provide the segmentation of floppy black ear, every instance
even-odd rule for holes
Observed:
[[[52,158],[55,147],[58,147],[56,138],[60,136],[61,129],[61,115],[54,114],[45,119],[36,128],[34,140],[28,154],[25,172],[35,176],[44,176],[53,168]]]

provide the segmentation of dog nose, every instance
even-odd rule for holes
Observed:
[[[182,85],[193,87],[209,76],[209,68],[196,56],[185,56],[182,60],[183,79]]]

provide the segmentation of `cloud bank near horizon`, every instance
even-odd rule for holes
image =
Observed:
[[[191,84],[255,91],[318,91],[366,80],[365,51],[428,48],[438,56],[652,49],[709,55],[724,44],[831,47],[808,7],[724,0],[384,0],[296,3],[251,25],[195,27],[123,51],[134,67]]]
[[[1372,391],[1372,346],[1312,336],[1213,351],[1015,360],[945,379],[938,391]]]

...

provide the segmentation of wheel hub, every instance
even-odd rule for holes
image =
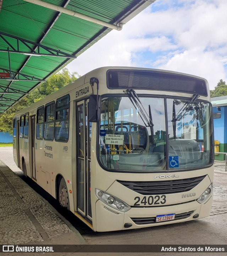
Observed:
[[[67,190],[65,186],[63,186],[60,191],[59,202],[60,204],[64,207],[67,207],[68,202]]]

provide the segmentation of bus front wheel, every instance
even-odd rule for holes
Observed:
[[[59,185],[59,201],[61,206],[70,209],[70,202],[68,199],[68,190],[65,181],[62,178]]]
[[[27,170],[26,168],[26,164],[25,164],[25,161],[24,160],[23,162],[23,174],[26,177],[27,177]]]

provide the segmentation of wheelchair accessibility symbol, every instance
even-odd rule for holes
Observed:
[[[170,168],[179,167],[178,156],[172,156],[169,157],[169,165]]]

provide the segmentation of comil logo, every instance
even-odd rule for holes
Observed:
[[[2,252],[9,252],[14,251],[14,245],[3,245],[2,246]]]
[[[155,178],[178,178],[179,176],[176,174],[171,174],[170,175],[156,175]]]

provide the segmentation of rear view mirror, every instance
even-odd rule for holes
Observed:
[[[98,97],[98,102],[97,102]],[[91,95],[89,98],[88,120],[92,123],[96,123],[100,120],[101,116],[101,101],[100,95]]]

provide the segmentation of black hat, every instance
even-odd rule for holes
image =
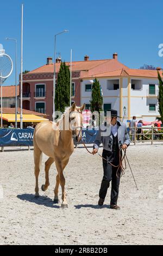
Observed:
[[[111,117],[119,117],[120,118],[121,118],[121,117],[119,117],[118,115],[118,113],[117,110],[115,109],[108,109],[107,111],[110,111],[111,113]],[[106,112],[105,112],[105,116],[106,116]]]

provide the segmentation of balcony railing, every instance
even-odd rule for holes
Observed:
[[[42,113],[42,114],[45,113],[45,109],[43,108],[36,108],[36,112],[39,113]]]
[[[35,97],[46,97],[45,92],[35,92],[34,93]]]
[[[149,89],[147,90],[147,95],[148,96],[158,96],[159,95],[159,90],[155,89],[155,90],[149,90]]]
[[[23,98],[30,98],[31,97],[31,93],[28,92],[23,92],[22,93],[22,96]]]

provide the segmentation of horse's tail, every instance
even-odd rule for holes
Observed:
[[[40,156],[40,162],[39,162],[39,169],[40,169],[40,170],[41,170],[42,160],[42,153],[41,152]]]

YOUR GOAL:
Report each line of the material above that contains the string "segmentation" and reproduce every such line in full.

ANSWER TO THE PROBLEM:
provide the segmentation of floppy black ear, every instance
provide the segmentation of dog nose, every instance
provide the segmentation of `cloud bank near horizon`, every instance
provide the segmentation of wheel hub, every instance
provide the segmentation of bus front wheel, every instance
provide the segmentation of wheelchair accessibility symbol, every instance
provide the segmentation of comil logo, every instance
provide the segmentation of rear view mirror, every instance
provide the segmentation of black hat, every instance
provide the segmentation of balcony railing, every instance
provide the segmentation of horse's tail, every instance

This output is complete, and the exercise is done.